Selected passage:
Monday, May 7, 2018

spring at last

new doll

my frog prince

Naomi ziplining

I've been seeing lots of these guys. Not my photo though

6 weeks late, my Easter flowers finally bloom

lots of tulips too

Shanna and Tessa bowling

The boys at a mother/sons dance

I should wear gloves I know. Now my hands are open blisters from trying to manually remove dandelions from our 2 acres. There seems to be close to zero tolerance here but now, no heads can be seen and we aren't poisoning our aquifer and birds. I've planted my summer bulbs and seeds. Need to buy vegetables for my garden. I've spent hours in the last few days but still much needs to be done.

Now we have three hummers: the new one the female.

Naomi is back from her adventures so less time now with Maya. It was especially hard yesterday as we had a power outage: no water either.

It was so nice not to have to bundle up as the sun came out to do my 32.5 loop. Extra bonus: no wind. This is half the distance of our longest day. True we won't be on paved roads but I am definitely getting stronger. Went by several Canada geese families with newly hatched goslings.


Elephant's Child said...

Glad that your weather has been kinder.

Work to complete:
1. Reproduce the spring blog post word for word, everything from "Naomi is back" down to "newly hatched goslings.".
2. Go on with the spring blog post, picking up after its last line.
The items after this point are not needed for this work.

Information given:
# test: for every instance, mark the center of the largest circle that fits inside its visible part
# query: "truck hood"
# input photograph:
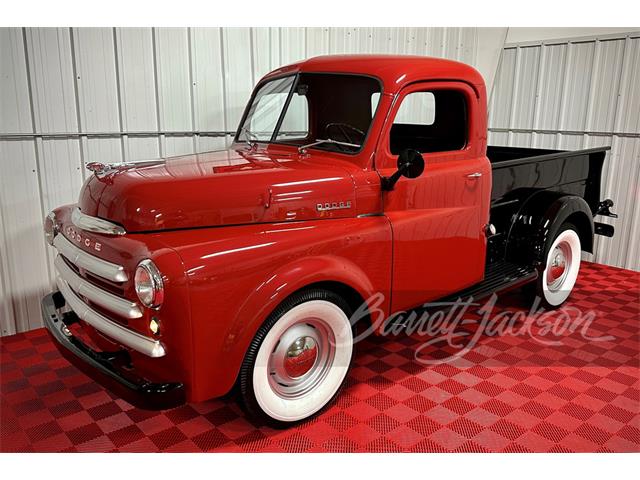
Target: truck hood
(230, 187)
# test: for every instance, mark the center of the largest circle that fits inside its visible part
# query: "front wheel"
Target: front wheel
(561, 267)
(298, 359)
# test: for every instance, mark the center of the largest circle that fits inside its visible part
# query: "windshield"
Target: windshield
(303, 109)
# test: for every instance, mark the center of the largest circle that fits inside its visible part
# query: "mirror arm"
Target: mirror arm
(389, 182)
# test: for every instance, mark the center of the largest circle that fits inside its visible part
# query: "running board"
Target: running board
(498, 277)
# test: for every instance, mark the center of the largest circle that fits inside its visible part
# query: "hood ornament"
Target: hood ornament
(97, 167)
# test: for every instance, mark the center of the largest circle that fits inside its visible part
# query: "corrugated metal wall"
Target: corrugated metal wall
(71, 96)
(573, 94)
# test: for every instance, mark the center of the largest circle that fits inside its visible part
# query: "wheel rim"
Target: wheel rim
(559, 264)
(561, 267)
(301, 359)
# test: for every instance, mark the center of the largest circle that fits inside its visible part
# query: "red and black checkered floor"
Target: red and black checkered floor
(510, 393)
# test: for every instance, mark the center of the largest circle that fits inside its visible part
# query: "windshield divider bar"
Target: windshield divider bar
(284, 110)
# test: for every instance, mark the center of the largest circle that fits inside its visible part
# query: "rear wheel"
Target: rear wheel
(561, 267)
(298, 359)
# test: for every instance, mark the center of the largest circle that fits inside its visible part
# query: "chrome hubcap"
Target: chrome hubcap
(301, 356)
(558, 265)
(301, 359)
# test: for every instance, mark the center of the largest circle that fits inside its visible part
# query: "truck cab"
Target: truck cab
(354, 184)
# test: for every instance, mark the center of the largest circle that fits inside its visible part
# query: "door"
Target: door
(438, 219)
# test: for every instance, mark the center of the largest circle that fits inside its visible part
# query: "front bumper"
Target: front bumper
(106, 368)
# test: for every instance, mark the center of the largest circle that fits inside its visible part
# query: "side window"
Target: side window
(375, 99)
(295, 124)
(430, 121)
(266, 114)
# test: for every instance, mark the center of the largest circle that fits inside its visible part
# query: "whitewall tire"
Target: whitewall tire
(298, 359)
(561, 267)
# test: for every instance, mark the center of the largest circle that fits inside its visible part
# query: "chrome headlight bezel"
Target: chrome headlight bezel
(148, 284)
(50, 227)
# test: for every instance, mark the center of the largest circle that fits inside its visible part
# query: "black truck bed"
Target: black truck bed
(521, 172)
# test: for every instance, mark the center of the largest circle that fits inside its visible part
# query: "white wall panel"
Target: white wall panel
(587, 96)
(96, 79)
(24, 263)
(550, 80)
(137, 82)
(52, 79)
(577, 80)
(238, 73)
(14, 86)
(126, 94)
(174, 79)
(208, 80)
(141, 148)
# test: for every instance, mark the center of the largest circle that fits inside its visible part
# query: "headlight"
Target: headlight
(148, 283)
(50, 228)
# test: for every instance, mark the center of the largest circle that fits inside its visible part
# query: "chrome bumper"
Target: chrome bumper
(73, 287)
(110, 369)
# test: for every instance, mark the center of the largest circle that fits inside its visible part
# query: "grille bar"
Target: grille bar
(95, 265)
(128, 338)
(120, 306)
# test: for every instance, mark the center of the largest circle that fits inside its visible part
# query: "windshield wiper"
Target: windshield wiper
(251, 138)
(303, 148)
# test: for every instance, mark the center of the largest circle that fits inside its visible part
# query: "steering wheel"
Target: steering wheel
(342, 129)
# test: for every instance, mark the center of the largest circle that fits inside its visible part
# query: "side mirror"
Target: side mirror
(410, 165)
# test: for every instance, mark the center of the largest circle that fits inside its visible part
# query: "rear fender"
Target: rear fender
(540, 219)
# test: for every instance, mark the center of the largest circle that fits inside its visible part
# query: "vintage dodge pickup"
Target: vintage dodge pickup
(349, 178)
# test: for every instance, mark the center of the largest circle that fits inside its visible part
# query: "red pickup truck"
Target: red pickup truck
(349, 177)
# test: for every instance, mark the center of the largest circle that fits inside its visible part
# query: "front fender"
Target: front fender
(289, 279)
(237, 275)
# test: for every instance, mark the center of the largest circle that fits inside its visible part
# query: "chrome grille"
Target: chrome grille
(75, 289)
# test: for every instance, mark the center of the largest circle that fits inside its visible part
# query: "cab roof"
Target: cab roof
(395, 71)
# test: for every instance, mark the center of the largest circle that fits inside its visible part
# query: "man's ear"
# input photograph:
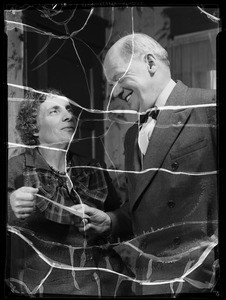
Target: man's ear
(151, 61)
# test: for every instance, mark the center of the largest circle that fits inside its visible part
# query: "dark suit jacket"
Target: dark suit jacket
(179, 182)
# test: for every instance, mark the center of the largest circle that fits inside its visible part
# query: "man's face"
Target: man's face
(135, 86)
(56, 121)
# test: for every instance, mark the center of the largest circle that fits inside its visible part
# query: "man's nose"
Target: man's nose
(117, 90)
(67, 116)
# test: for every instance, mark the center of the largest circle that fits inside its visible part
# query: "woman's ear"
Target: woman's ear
(151, 61)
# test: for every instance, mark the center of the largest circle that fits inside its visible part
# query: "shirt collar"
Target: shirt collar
(162, 98)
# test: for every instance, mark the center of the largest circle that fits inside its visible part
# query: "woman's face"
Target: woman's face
(56, 122)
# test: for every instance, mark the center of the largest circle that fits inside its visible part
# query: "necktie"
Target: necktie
(148, 121)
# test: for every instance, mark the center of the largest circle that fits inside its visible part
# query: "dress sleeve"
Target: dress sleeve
(15, 181)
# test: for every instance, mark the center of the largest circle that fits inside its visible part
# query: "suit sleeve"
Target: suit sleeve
(121, 224)
(121, 217)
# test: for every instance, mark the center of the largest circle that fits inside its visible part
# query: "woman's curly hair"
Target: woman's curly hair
(26, 122)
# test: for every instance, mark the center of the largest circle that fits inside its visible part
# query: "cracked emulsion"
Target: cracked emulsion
(130, 251)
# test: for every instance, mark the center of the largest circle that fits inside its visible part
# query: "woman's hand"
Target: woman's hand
(98, 222)
(22, 201)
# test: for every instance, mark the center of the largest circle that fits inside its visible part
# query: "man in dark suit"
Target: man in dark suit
(171, 166)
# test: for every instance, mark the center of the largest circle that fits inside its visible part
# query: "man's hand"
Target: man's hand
(98, 223)
(22, 201)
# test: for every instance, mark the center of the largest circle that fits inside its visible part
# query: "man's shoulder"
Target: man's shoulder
(201, 96)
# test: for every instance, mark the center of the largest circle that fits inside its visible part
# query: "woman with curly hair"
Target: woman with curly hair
(44, 183)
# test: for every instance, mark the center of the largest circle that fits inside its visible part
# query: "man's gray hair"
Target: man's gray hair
(139, 43)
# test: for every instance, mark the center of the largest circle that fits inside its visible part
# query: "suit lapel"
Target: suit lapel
(168, 126)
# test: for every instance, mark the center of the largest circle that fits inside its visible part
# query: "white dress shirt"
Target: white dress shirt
(147, 128)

Answers by task:
1.
Naomi is back from her adventures so less time now with Maya. It was especially hard yesterday as we had a power outage: no water either.

It was so nice not to have to bundle up as the sun came out to do my 32.5 loop. Extra bonus: no wind. This is half the distance of our longest day. True we won't be on paved roads but I am definitely getting stronger. Went by several Canada geese families with newly hatched goslings.

2.
And I can't wear gloves in the garden. I need to be able to feel what I am doing. So I pay the price. Not usually blisters, but certainly rips and tears.

Snowbrush said...

It was below zero on April 30, and flowers were in bloom a week later! That can only mean that "below zero" was indeed on the celsius scale.

Snowbrush said...

P.S. "And I can't wear gloves in the garden. I need to be able to feel what I am doing."

Child, I seldom wear gloves either, but since I have two artificial joints, and since I always manage to cut myself while moving compost (which is inside wire enclosures), I'm starting to wonder if I'm being stupid. In case you don't know, infections tend to gravitate to the area around artificial joints, and once it gets there, the joint usually has to come out.

Elephant's Child said...

Snowbrush: I am lucky. I do get cut, scratched and scraped in the garden but they rarely become infected.